Supplied text
----
If you’re wondering “So, how do you write a keynote speech?” I suggest you start by asking yourself the following five questions:
- Who are the people the audience you are speaking to? The more you know about your audience, the more you can create a keynote speech that is relevant and of service to them.
- What pain, problem or challenge are you there to shine a light on or solve on behalf of your audience?
- Based on your answers to the first two questions, what is your big idea, the “key note” you are there to expand upon in your keynote speech?
- What are the three main points, lessons, or takeaways you want make (and flesh out with stories, data, and other sticky evidence) that are in support of your big idea, and will make up the body of your keynote speech?
- What can you choose to do to begin and end your keynote speech in a way that is maximally memorable and engaging?
If you are struggling to put together your keynote speech, don’t despair. You don’t have to go it alone. There are professional keynote presentation coaches who can help you turn your big idea into a magical, moving, memorable speech.
Fill Your Keynote Speech With Who You Are
Whether you write keynote speech by yourself, or with the help of a trusted keynote presentation coach, remember this: The greatest resources you’ve got to draw upon are your unique experiences, expertise, and stories. Fill your keynote speech with who you are and what you know. Be human and relatable, so your audience can connect more deeply with you.
And when the time comes for you to step up to the podium and give your keynote speech remember:
Your words matter.
Use your words responsibly.
Use your words with intention.
Use your words to change your world.
----
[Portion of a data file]
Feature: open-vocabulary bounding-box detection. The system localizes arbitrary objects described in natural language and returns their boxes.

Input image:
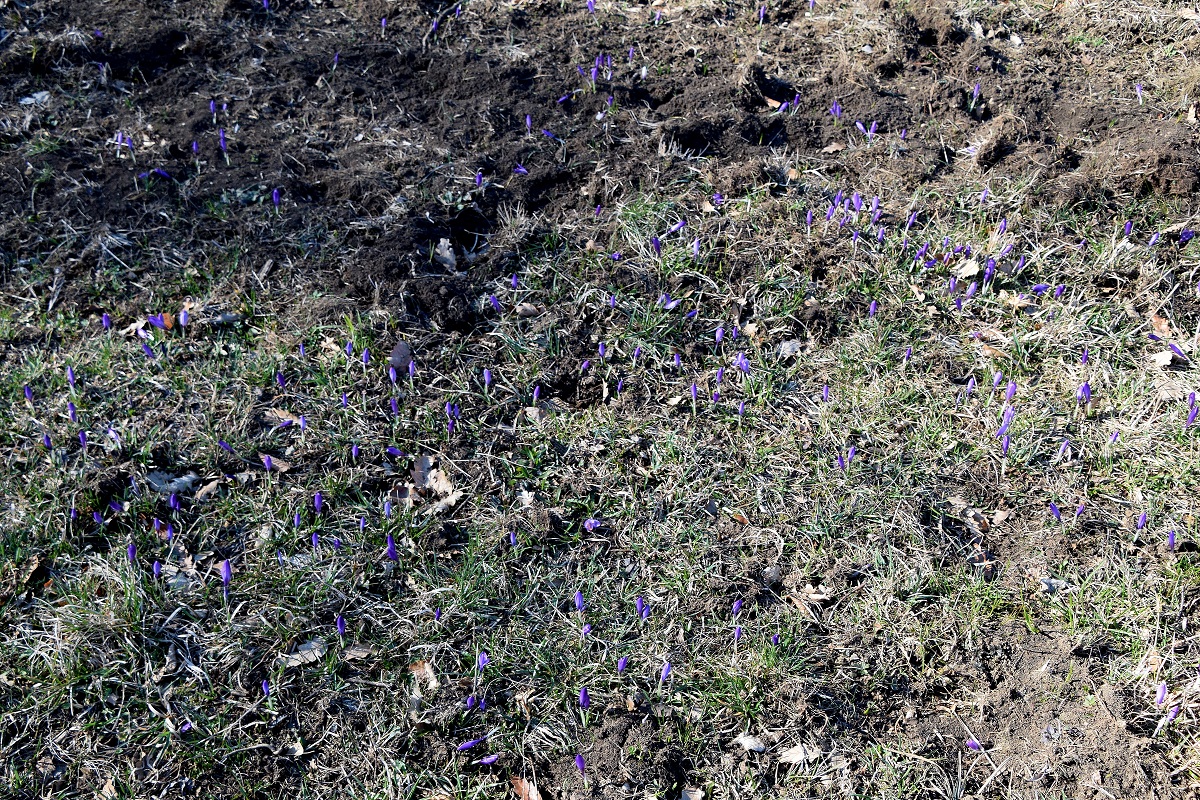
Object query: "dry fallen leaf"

[1150,350,1175,369]
[425,489,463,513]
[1150,314,1171,339]
[779,742,821,764]
[733,733,767,753]
[433,239,458,271]
[275,639,325,667]
[408,660,442,692]
[779,339,804,360]
[342,644,374,661]
[263,408,300,425]
[258,453,292,473]
[955,258,979,281]
[509,775,541,800]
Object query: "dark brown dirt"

[0,0,1200,796]
[0,0,1200,331]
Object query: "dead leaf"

[275,639,325,667]
[1150,314,1171,339]
[779,742,821,764]
[733,733,767,753]
[263,408,300,425]
[258,452,292,473]
[509,775,541,800]
[410,456,455,495]
[433,239,458,272]
[1150,350,1175,369]
[955,258,979,281]
[408,660,442,692]
[1000,289,1033,311]
[342,644,374,661]
[779,339,804,359]
[425,489,463,515]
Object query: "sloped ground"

[0,0,1200,800]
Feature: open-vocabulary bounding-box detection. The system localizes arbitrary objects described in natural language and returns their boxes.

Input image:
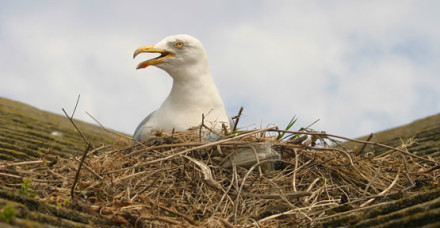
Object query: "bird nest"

[0,127,440,227]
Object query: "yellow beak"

[133,45,176,69]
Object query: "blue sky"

[0,0,440,137]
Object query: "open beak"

[133,45,176,70]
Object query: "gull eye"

[174,41,185,49]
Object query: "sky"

[0,0,440,137]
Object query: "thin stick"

[219,218,235,228]
[70,144,90,199]
[102,127,275,175]
[269,129,440,164]
[86,111,133,140]
[70,94,81,119]
[364,166,381,196]
[75,158,104,180]
[232,106,243,132]
[356,133,373,156]
[359,170,400,207]
[0,160,44,168]
[61,108,94,149]
[292,148,298,192]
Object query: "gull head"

[133,34,207,71]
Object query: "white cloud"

[0,1,440,137]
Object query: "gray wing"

[133,111,156,142]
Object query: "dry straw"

[0,116,439,227]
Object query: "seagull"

[132,34,233,144]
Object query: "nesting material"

[0,128,440,227]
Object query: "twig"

[269,129,440,164]
[364,166,381,196]
[75,158,104,180]
[400,154,416,192]
[61,108,94,148]
[356,133,373,156]
[359,170,400,207]
[292,148,298,192]
[86,111,133,140]
[70,144,90,199]
[219,218,235,228]
[102,127,275,175]
[232,106,243,132]
[0,160,44,168]
[147,198,196,225]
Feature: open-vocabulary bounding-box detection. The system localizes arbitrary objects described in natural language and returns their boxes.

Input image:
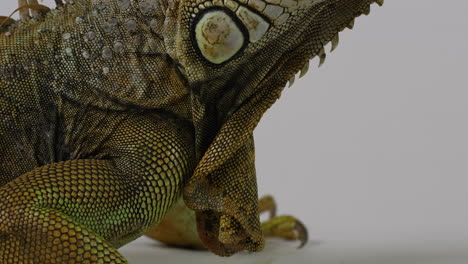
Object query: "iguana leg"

[0,118,193,264]
[262,215,308,248]
[258,195,276,218]
[258,195,308,248]
[146,196,308,249]
[0,160,132,263]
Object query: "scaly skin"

[0,0,382,263]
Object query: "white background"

[4,0,468,264]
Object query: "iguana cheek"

[195,10,246,64]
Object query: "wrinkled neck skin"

[30,0,191,117]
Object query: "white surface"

[0,0,468,264]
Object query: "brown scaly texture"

[0,0,382,263]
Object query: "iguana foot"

[259,195,308,248]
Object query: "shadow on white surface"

[121,238,468,264]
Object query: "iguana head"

[166,0,383,255]
[165,0,383,152]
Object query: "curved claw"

[294,220,309,249]
[262,216,309,248]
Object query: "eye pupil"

[194,9,247,64]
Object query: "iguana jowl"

[0,0,383,263]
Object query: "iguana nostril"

[195,10,246,64]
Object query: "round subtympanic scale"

[195,10,246,64]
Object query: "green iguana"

[0,0,383,263]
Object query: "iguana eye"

[192,9,248,64]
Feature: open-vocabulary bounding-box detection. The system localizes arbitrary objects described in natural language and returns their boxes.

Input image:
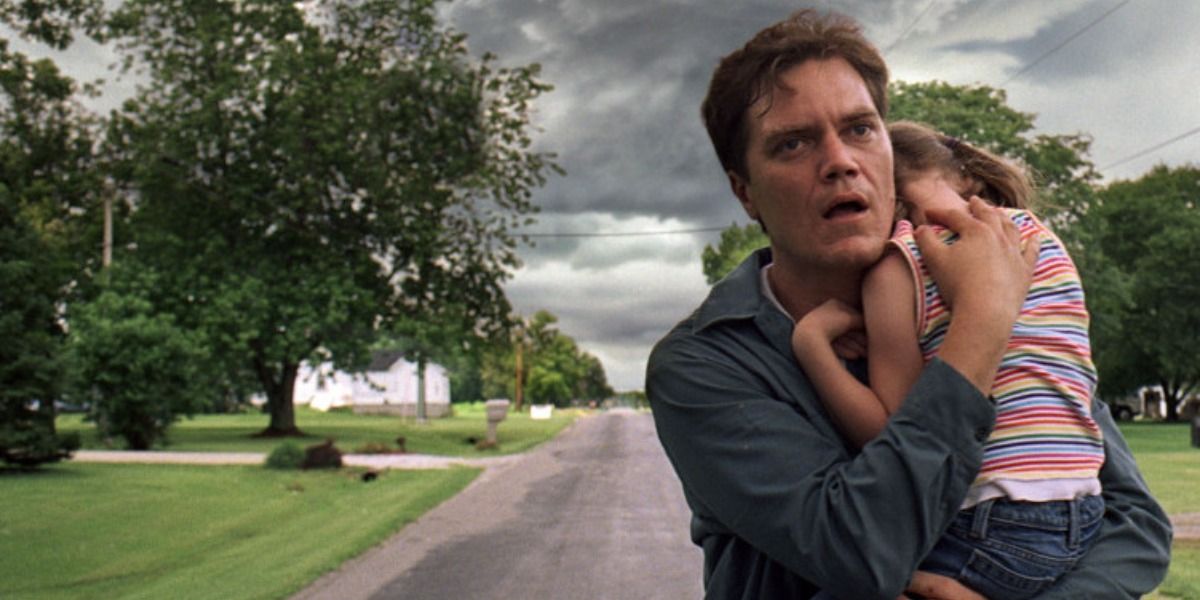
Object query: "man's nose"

[821,136,858,180]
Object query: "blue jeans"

[919,496,1104,600]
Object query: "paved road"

[294,412,702,600]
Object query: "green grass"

[58,403,582,456]
[1121,421,1200,599]
[1121,421,1200,515]
[0,463,479,600]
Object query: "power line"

[1100,127,1200,170]
[512,226,728,238]
[1000,0,1130,88]
[883,0,935,54]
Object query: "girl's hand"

[900,571,988,600]
[792,300,865,359]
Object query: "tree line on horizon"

[0,0,611,466]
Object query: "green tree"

[0,0,96,467]
[888,82,1099,216]
[701,223,770,286]
[109,0,557,434]
[1079,166,1200,420]
[481,311,612,406]
[68,289,208,450]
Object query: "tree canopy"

[1078,166,1200,420]
[109,0,557,434]
[0,7,97,467]
[481,311,613,406]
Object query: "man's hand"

[900,571,988,600]
[914,196,1037,331]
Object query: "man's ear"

[725,170,758,221]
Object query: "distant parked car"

[54,400,88,414]
[1109,395,1141,421]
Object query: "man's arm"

[647,333,995,600]
[792,300,899,448]
[1038,400,1171,600]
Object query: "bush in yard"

[300,439,342,469]
[265,442,304,469]
[68,289,209,450]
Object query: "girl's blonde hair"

[888,121,1034,209]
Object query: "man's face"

[730,58,895,271]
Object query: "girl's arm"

[792,253,923,448]
[863,251,925,414]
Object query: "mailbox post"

[484,400,509,446]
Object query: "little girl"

[792,122,1104,600]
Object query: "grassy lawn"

[1121,421,1200,599]
[0,463,479,600]
[58,403,582,456]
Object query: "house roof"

[367,350,404,371]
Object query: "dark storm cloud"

[450,0,793,226]
[943,0,1171,85]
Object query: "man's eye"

[779,138,804,152]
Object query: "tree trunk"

[258,362,304,438]
[1163,383,1183,422]
[512,342,524,413]
[416,354,428,422]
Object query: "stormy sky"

[444,0,1200,390]
[14,0,1200,390]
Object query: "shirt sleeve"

[1038,400,1171,600]
[647,331,995,600]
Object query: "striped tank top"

[890,209,1104,506]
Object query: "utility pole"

[514,337,524,413]
[416,353,428,422]
[100,190,113,269]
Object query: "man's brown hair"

[700,10,888,179]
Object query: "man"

[646,11,1171,600]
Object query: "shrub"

[264,442,304,469]
[300,439,342,469]
[68,290,209,450]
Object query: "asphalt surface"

[294,410,703,600]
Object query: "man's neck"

[767,262,863,320]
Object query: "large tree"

[109,0,557,434]
[1079,166,1200,420]
[0,0,97,466]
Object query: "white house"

[293,350,450,418]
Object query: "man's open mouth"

[824,198,866,218]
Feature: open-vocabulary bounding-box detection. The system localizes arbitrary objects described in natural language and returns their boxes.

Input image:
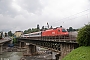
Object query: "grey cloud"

[18,0,42,13]
[0,0,18,16]
[0,0,42,17]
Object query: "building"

[14,31,23,37]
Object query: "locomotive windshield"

[62,29,67,32]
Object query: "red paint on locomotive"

[42,28,69,36]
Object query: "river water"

[0,52,23,60]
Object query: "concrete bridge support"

[0,44,3,55]
[19,42,25,48]
[26,43,37,55]
[59,43,78,60]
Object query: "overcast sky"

[0,0,90,32]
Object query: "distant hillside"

[62,46,90,60]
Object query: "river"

[0,52,23,60]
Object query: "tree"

[77,24,90,46]
[8,31,13,36]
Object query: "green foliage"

[62,46,90,60]
[77,24,90,46]
[5,32,7,37]
[8,31,13,36]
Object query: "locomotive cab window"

[62,29,67,32]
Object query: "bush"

[77,24,90,46]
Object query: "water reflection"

[0,52,23,60]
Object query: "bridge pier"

[59,43,78,60]
[24,43,37,56]
[0,44,3,55]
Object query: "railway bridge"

[17,32,78,60]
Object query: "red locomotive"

[42,27,69,36]
[22,27,69,38]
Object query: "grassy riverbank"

[63,46,90,60]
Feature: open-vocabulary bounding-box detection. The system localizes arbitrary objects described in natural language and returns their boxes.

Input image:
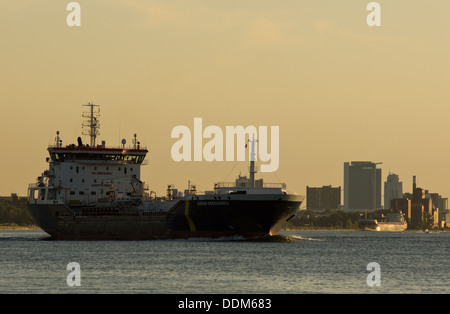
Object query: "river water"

[0,230,450,294]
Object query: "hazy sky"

[0,0,450,197]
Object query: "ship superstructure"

[28,103,303,239]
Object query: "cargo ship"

[359,212,408,231]
[28,103,304,240]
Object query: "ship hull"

[29,195,301,240]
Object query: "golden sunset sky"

[0,0,450,202]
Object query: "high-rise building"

[306,185,341,211]
[344,161,381,211]
[384,173,403,209]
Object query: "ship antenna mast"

[248,134,258,188]
[83,102,100,147]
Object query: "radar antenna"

[83,102,100,147]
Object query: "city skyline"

[0,0,450,197]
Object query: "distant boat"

[359,212,408,231]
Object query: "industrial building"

[344,161,381,211]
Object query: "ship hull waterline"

[29,200,301,240]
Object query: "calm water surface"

[0,230,450,294]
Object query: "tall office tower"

[384,173,403,209]
[344,161,381,211]
[306,185,341,211]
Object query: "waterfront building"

[344,161,381,211]
[306,185,341,211]
[384,173,403,209]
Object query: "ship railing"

[214,182,286,189]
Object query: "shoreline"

[0,224,42,230]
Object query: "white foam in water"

[289,235,323,241]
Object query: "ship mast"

[248,134,258,188]
[83,102,100,147]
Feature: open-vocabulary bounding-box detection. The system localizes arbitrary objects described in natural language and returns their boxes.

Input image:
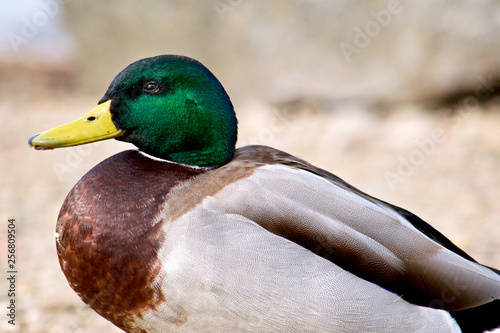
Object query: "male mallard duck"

[29,55,500,333]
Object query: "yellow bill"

[28,100,124,150]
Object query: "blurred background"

[0,0,500,333]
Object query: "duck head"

[29,55,237,167]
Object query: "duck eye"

[142,81,160,94]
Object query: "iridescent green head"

[30,55,237,167]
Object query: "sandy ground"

[0,97,500,333]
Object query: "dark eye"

[142,81,160,94]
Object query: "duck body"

[57,146,459,332]
[30,56,500,332]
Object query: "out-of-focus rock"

[65,0,500,102]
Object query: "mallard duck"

[29,55,500,333]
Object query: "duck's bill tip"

[28,101,124,150]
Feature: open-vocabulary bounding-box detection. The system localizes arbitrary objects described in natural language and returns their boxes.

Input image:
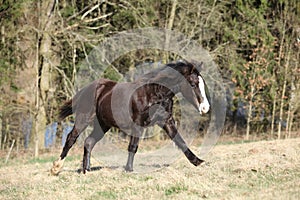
----
Goals
(a) Answer these questions using the text on writing a keynote speech:
(i) How many main points, lessons, or takeaways does it suggest using to support the big idea?
(ii) Who can help turn a big idea into a memorable speech?
(iii) What does it name as the greatest resources to draw upon?
(b) Repeat the part of the text on writing a keynote speech between "- Based on your" and "of your keynote speech?", inclusive.

Worked solutions
(a)
(i) Three.
(ii) Professional keynote presentation coaches.
(iii) Your unique experiences, expertise, and stories.

(b)
- Based on your answers to the first two questions, what is your big idea, the “key note” you are there to expand upon in your keynote speech?
- What are the three main points, lessons, or takeaways you want make (and flesh out with stories, data, and other sticky evidence) that are in support of your big idea, and will make up the body of your keynote speech?